### Text provided

"""

Not every soccer fan remembers Roger Milla, although they should. Kei Kamara certainly remembers him.
Milla was a three-time World Cup player for Cameroon, a forward who at the age of 38 enlivened the 1990 tournament in Italy with his gap-toothed grin and his hip-wiggling dances at the corner flag after each of his goals.
Flash forward two decades and on Sunday evening Kamara, who was born in Sierra Leone, got the chance to pay tribute to one of the true folk heroes of African football.
In the 70th minute of what had been a dull game in Carson, the Kansas City Wizards forward leaped into the air to head the ball, then spun past defender Dario Delgado and stuck the rebound into the back of the Chivas USA net.
It was a virtual replay of one of the four goals Milla scored at Italia '90, and Kamara celebrated it in fitting style, sprinting to the corner flag to doing the Milla dance.
"It's amazing," Kamara said after Kansas City's 2-0 victory that virtually ended Chivas USA's playoff hopes. "During the week I was watching videos of Roger Milla.
"I don't know if you guys remember, he came into the World Cup at 38 and he scored a goal almost exactly the same. He tried to flick the ball to someone, they missed it and he went in and finished it and then ran to the corner flag and did the dance.
"So I just decided that if I'm going to score a goal like that, I've got to do the dance."
Kamara also assisted on Kansas City's second goal seven minutes from the end. This time he lofted a pass downfield that Teal Bunbury ran onto before sprinting past Chivas USA defender Michael Umana and firing a rising shot past goalkeeper Zach Thornton.
But it was the first goal that had the former Cal State Dominguez Hills player from Hawthorne beaming. The goal, in front of family and friends, could not have been scripted. It just happened.

"""

Dataset entries
"""

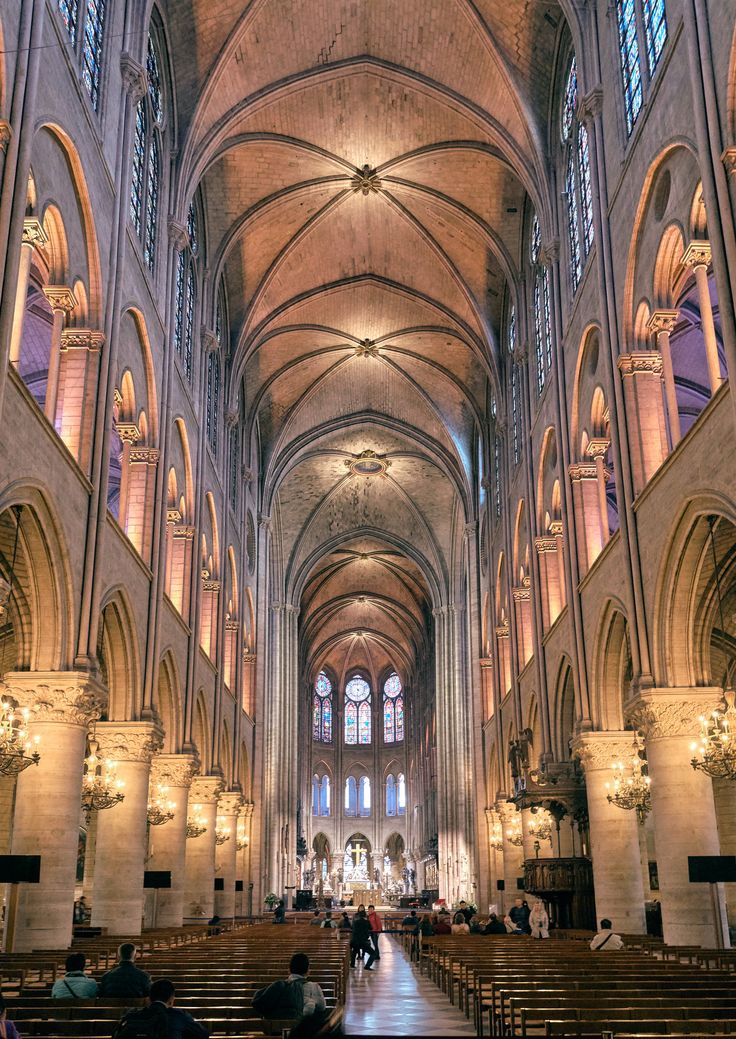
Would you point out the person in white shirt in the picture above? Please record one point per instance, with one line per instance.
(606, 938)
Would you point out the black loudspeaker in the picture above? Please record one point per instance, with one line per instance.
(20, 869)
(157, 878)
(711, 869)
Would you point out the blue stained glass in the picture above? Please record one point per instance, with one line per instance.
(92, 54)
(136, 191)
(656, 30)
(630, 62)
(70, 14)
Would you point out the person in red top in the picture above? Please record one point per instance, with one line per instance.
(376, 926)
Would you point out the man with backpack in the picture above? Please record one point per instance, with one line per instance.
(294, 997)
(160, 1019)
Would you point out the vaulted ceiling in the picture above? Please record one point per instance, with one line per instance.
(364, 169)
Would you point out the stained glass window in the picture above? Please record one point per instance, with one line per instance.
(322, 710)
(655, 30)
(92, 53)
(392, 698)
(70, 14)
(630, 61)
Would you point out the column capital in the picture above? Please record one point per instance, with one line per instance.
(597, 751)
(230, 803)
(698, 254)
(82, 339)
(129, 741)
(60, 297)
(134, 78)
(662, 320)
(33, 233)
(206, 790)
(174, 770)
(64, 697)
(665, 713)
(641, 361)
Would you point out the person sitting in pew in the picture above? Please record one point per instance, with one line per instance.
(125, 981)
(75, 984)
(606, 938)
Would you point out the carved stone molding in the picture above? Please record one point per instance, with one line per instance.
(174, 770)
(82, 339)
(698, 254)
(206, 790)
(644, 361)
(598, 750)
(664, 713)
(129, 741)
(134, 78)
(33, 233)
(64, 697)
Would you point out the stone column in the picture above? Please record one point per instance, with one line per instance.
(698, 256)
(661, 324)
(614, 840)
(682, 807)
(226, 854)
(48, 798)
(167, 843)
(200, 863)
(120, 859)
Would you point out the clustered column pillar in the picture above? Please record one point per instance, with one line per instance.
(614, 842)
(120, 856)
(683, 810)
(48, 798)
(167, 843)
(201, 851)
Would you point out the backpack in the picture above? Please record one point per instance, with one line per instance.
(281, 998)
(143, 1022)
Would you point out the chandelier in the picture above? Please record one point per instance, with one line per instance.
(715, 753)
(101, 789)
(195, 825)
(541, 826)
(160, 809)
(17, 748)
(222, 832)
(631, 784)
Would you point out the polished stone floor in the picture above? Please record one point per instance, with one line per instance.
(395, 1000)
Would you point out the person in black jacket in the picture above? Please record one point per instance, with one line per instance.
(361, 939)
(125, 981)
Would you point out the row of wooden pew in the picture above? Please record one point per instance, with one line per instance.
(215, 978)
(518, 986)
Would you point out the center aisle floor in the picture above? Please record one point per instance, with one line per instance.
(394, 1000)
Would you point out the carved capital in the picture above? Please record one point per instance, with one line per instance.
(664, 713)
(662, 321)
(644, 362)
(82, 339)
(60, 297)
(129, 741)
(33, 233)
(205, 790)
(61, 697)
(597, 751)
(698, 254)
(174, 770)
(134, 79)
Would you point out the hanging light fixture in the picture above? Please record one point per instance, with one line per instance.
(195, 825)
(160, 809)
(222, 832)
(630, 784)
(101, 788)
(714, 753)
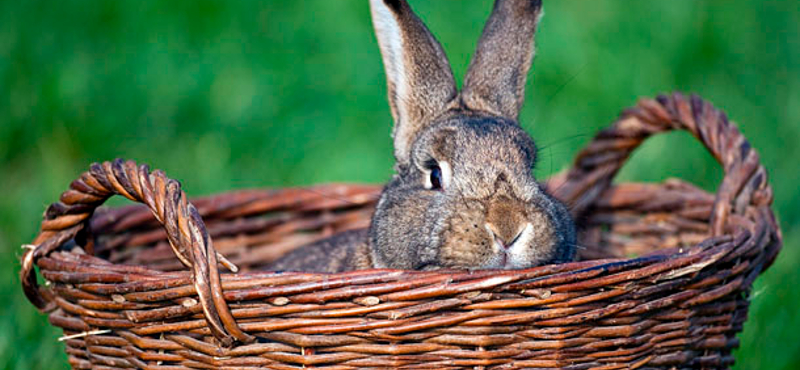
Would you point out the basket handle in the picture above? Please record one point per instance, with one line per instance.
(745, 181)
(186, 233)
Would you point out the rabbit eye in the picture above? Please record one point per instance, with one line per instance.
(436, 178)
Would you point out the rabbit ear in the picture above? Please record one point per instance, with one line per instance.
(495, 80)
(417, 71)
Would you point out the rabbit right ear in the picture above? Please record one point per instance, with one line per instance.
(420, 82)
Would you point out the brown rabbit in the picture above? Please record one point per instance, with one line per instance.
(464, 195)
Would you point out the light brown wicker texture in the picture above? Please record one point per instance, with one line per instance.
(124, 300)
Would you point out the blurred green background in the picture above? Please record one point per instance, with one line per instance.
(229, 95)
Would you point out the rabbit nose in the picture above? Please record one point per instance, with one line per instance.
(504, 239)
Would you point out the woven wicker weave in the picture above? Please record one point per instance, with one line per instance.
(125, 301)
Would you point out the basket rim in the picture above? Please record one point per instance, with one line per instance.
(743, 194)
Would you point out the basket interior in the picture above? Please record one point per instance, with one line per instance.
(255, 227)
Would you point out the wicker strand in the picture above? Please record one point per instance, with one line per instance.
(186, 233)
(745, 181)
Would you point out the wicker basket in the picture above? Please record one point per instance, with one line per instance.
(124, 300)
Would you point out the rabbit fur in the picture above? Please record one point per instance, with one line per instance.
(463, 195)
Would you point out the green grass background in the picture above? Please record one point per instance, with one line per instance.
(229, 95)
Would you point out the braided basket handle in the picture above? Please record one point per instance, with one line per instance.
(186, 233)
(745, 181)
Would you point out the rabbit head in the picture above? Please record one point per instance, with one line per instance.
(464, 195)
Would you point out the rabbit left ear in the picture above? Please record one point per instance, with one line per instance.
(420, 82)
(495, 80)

"""

### Task set
**A.** In the article about Kei Kamara's goal, in which minute of the game did Kamara score the first goal?
**B.** Pick up the article about Kei Kamara's Milla-style goal after its last sentence and keep writing.
The dataset entries are separate material from the article.

### Solved problems
**A.** He scored it in the 70th minute.

**B.**
"I'm a big kid, you know," Kamara said. "I'm still living the dream. You see something on TV, you want to go out there and do it. It's just great for it to come true."
With any luck, Kamara could end up playing in a World Cup, just like Milla. He is already a starter on the Sierra Leone national team.
Kansas City Coach Peter Vermes, the former U.S. international striker who played in the 1990 World Cup, said Kamara, 26 and in his fifth season in Major League Soccer, is coming into his own.
"He's really progressed as a player this year," Vermes said. "He's very committed to improving as a player and realizes that it's more of a marathon than a sprint. I think early on he thought that he needed to be fantastic right away. He's been much more patient about his progress."
For Chivas USA, now 7-13-4 with six games left, patience is wearing thin.
"I'm upset, frustrated, disappointed," said Coach Martin Vasquez, no doubt reflecting the sentiments of the 15,382 fans who had come to the Home Depot Center expecting Chivas to offer a bit more.
Kansas City improved to 8-9-6 and still has playoff hopes.